## The exercise
Reproduce everything from the start of the records down to the line containing "[(658, 411)]", both ends included, without altering a single character.

┌─ Records supplied

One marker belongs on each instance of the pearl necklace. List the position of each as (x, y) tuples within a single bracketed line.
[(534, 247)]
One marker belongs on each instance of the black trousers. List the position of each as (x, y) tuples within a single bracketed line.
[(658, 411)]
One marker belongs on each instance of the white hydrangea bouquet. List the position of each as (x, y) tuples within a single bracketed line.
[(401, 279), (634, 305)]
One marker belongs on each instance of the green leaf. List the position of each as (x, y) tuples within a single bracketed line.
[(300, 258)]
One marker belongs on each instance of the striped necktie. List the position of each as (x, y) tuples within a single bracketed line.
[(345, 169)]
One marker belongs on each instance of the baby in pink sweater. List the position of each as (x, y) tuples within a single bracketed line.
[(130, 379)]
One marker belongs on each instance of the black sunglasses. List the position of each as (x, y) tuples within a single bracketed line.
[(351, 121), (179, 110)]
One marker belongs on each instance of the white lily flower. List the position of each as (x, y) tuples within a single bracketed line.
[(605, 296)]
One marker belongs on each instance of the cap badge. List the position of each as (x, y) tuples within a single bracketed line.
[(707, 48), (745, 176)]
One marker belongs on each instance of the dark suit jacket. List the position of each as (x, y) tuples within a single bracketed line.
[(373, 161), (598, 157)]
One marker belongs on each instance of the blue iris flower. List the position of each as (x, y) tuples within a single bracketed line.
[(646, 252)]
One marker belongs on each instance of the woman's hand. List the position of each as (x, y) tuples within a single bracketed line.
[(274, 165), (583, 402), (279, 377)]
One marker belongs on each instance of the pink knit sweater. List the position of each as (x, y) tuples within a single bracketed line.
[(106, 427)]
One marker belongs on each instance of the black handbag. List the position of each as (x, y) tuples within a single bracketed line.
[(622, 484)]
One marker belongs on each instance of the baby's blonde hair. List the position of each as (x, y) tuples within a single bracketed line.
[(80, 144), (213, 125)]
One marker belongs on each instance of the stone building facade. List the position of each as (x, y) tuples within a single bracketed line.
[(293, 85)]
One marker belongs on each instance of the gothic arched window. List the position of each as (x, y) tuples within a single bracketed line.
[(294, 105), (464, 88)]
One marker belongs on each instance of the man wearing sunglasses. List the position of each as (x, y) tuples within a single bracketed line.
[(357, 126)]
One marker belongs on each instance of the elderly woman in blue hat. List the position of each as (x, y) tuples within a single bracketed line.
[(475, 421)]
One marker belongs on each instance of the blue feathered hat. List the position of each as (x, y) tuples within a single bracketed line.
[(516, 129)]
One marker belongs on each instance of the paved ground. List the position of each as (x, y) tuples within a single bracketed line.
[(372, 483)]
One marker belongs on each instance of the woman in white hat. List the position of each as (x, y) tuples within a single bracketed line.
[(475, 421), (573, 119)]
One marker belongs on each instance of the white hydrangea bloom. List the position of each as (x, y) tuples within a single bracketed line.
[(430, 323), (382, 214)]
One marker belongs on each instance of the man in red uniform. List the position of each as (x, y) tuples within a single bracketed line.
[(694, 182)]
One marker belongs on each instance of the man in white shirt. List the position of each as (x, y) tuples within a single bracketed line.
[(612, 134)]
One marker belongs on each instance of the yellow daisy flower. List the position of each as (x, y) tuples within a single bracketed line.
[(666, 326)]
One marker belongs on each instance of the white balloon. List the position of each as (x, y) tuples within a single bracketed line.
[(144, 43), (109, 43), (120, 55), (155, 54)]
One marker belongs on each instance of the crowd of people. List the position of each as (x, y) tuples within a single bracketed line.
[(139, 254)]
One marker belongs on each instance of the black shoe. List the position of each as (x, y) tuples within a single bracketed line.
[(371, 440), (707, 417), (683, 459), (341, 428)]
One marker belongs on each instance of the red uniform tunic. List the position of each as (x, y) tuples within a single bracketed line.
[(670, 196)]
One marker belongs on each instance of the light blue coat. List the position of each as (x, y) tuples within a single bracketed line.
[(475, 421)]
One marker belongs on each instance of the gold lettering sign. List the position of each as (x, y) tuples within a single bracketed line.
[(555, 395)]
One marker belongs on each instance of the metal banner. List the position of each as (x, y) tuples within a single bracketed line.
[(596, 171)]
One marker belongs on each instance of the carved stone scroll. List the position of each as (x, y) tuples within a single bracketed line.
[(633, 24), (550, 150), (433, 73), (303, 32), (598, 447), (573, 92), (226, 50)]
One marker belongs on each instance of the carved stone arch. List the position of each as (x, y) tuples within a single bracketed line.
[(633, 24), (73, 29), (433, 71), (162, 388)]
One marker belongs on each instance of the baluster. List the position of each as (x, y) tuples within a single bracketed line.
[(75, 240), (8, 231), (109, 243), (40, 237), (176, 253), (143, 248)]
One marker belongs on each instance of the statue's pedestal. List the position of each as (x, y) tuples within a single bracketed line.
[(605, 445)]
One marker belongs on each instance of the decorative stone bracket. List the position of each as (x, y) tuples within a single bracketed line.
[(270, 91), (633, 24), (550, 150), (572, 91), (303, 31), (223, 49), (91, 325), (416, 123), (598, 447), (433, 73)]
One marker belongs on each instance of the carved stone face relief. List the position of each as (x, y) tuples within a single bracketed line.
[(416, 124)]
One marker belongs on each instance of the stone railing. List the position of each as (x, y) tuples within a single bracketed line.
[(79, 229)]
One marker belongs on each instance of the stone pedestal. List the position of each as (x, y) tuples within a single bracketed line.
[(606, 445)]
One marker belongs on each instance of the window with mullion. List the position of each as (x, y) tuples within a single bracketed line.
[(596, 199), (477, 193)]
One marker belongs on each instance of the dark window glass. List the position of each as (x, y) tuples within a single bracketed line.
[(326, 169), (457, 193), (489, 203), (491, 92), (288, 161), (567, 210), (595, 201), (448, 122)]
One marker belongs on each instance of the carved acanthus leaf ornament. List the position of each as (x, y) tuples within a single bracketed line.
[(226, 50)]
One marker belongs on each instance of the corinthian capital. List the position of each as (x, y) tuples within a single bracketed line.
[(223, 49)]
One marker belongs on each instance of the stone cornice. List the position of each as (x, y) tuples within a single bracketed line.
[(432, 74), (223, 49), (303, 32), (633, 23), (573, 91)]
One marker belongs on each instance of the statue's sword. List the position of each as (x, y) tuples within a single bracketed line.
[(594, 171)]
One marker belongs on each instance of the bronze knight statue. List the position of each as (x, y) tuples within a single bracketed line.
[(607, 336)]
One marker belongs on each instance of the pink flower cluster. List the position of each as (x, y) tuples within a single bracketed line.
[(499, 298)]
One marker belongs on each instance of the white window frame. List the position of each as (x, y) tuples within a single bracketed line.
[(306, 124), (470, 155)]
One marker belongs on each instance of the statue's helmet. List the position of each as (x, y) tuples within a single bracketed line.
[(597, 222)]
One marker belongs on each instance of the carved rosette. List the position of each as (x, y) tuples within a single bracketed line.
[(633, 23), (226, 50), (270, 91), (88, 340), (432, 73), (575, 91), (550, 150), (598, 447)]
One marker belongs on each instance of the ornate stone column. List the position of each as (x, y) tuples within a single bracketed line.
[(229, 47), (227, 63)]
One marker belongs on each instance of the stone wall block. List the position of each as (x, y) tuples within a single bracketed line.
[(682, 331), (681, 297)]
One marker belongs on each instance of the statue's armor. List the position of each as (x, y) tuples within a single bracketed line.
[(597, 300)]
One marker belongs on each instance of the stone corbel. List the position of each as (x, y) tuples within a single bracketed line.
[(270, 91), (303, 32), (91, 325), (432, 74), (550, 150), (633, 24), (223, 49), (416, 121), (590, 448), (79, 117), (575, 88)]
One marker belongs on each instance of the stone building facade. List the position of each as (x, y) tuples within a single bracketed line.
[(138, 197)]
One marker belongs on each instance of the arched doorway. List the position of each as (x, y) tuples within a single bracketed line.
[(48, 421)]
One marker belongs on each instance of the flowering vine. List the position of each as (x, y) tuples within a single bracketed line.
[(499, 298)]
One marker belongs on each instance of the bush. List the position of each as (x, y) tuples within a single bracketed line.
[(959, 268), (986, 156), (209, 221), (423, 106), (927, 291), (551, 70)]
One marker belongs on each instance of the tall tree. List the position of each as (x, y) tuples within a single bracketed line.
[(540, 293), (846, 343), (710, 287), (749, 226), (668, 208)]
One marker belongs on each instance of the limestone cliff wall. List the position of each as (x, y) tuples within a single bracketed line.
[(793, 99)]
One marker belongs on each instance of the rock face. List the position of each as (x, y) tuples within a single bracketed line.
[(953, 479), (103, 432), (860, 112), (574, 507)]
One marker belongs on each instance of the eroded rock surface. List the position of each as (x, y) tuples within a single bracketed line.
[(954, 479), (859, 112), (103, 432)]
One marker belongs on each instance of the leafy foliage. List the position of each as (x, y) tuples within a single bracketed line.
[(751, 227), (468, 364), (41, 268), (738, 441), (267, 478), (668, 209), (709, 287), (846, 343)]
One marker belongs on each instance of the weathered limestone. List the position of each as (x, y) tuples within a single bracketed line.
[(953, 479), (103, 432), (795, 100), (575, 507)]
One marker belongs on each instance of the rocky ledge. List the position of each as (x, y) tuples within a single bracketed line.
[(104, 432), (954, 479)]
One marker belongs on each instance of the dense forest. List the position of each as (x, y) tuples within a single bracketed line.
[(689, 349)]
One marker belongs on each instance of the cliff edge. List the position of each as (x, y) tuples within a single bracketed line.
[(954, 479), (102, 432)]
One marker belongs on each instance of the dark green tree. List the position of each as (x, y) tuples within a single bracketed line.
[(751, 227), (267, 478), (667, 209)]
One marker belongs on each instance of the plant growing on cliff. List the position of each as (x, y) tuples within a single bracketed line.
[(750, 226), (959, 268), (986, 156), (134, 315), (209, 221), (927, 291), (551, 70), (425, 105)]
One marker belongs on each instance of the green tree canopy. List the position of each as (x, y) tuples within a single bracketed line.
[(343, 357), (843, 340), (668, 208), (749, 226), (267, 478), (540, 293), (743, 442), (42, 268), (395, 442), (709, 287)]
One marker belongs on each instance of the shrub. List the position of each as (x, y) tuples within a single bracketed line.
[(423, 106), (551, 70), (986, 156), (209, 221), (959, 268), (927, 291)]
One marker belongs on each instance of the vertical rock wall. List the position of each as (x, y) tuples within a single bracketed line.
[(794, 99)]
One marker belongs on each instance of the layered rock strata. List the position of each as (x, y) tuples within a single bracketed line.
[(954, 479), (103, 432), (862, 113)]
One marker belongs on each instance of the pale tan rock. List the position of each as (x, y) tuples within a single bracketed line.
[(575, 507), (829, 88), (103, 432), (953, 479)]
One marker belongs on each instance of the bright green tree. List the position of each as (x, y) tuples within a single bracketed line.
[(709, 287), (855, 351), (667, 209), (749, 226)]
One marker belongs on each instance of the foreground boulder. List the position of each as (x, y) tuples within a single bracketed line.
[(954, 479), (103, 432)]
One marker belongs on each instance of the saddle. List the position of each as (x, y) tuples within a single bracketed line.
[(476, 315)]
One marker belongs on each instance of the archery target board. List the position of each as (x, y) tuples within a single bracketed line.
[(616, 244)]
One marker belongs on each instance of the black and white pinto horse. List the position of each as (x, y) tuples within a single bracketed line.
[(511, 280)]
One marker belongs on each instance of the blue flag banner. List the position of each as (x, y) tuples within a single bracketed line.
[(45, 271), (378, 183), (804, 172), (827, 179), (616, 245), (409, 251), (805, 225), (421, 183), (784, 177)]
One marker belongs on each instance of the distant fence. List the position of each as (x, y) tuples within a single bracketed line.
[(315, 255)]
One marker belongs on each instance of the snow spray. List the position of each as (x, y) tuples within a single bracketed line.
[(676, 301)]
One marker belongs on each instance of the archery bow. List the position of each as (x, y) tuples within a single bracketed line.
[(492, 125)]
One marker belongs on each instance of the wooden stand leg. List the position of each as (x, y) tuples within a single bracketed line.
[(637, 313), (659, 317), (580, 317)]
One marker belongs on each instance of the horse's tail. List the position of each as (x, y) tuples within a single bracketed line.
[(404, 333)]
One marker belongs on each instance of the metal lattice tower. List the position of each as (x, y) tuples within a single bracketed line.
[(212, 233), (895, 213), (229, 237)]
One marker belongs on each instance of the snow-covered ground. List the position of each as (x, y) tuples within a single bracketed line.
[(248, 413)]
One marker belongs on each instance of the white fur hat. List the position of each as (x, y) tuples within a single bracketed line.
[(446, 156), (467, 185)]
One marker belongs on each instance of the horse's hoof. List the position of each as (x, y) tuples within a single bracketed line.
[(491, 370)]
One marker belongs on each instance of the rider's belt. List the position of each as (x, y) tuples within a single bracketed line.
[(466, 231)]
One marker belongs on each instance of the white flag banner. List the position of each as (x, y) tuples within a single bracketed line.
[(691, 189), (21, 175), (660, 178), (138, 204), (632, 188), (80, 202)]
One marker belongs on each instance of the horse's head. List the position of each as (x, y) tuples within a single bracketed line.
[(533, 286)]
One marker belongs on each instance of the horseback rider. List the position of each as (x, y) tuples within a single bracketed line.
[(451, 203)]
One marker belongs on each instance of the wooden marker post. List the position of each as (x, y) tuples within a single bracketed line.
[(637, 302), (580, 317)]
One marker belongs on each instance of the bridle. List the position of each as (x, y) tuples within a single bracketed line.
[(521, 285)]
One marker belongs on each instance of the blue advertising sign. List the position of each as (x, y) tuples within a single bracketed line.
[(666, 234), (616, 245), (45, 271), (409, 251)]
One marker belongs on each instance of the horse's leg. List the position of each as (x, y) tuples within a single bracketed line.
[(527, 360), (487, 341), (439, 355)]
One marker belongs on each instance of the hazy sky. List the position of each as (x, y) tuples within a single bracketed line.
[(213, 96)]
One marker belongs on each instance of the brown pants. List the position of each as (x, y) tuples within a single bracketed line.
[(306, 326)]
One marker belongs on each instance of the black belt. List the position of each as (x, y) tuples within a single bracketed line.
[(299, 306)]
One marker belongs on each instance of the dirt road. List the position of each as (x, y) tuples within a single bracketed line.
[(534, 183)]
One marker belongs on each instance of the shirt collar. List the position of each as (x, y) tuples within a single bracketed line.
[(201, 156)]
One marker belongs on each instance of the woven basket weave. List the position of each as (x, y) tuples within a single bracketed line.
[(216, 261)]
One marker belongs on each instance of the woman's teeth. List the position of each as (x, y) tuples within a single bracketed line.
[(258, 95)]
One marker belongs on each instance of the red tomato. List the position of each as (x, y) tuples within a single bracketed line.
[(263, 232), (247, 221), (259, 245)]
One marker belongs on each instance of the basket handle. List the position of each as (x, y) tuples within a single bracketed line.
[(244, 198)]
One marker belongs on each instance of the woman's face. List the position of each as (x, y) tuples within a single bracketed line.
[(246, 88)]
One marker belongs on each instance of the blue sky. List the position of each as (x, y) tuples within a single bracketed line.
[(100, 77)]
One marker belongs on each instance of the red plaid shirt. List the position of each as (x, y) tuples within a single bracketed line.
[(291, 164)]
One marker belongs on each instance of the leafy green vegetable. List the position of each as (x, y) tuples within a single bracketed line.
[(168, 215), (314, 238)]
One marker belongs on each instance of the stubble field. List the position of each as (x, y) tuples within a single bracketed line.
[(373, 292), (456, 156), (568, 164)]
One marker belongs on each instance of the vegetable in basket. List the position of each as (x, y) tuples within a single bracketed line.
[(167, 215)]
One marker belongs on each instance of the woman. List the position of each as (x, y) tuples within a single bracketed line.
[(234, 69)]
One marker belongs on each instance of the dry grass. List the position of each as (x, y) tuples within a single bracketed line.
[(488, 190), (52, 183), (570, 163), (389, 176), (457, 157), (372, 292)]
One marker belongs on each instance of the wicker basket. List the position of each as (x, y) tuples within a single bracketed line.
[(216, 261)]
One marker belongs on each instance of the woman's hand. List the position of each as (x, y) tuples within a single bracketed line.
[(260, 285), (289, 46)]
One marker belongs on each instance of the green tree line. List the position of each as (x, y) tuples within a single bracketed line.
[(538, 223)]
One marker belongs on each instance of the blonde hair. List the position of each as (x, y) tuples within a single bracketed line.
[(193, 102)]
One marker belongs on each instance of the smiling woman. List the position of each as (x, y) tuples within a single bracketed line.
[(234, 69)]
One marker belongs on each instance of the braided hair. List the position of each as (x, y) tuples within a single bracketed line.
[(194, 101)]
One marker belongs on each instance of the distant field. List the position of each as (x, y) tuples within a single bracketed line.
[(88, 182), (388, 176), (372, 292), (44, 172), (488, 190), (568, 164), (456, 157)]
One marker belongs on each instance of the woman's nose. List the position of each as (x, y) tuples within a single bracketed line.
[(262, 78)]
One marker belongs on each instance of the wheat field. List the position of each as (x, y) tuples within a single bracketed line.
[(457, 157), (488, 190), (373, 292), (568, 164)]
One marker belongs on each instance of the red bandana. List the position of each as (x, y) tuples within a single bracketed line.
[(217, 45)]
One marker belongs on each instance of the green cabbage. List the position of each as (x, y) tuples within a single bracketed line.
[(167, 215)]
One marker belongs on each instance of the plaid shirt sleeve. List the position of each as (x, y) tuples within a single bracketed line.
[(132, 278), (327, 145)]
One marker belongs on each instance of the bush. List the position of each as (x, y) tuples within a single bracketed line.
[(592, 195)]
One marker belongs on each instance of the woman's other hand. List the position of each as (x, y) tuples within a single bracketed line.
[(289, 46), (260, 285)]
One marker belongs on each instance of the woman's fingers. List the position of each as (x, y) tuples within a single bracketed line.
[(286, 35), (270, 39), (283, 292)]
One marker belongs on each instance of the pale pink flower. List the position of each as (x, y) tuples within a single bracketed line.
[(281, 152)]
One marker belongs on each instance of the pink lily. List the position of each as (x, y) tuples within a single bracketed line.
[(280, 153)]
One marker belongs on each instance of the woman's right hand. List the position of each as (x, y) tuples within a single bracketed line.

└─

## Problem solution
One marker belongs on each instance of the pearl necklace. List the position of each as (x, y) tuples within a single bracketed line.
[(534, 247)]
One marker belongs on each instance of the black trousers. List the position of each as (x, y) tuples within a single bracketed line.
[(658, 411)]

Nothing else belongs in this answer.